■ **GIVEN PROBLEM**: Extract every line below that contains the string "mountain". Matching is case-sensitive.

■ **DATASET EXCERPTS**:
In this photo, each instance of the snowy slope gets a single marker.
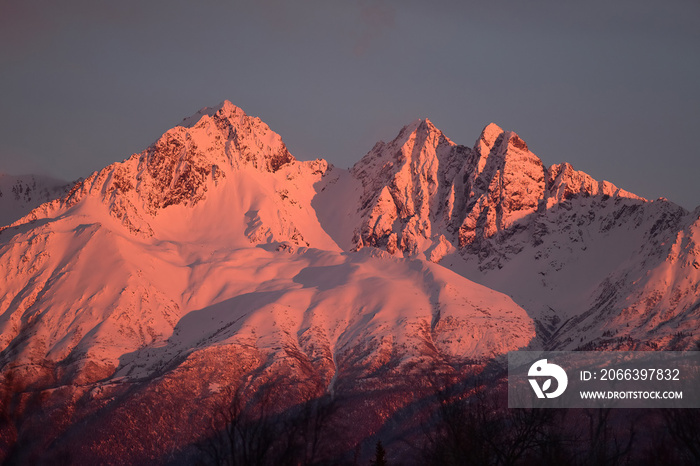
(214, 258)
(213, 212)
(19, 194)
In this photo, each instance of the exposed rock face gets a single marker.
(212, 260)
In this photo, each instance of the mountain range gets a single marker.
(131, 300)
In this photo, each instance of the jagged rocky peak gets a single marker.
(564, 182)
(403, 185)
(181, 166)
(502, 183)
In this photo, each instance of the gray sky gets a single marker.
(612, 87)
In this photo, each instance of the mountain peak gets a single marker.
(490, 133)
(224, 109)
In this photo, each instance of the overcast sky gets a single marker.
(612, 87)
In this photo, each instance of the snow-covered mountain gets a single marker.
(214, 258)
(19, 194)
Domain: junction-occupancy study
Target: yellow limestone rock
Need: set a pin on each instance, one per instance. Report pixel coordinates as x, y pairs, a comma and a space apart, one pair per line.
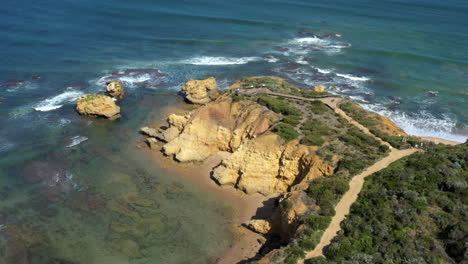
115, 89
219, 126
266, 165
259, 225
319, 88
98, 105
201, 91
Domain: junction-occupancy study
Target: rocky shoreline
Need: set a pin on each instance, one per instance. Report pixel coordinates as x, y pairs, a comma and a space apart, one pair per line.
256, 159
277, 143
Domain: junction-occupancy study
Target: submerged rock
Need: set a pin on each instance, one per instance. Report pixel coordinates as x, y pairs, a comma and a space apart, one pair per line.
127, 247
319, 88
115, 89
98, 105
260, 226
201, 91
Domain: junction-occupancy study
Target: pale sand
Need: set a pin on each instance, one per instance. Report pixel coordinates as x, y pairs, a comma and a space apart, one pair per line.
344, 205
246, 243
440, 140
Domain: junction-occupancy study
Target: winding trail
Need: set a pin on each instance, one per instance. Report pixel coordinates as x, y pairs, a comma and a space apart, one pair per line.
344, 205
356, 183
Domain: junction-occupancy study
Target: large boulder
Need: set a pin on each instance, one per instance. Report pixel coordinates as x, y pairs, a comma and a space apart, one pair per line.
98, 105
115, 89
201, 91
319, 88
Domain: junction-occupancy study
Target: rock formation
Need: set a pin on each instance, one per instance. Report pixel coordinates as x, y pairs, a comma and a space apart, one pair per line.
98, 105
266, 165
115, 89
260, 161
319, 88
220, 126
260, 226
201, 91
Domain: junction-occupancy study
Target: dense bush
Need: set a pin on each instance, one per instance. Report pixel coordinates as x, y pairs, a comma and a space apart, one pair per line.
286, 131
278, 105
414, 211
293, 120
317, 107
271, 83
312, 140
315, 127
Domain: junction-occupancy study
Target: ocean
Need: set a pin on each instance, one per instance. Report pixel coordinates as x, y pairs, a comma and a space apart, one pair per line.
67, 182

■ **COMPLETE RESPONSE**:
In this photo, each instance of the mountain range gets a single marker.
In this photo, each instance of the mountain peak gets a single marker.
In this photo, each instance of the snow-covered mountain gets a single marker.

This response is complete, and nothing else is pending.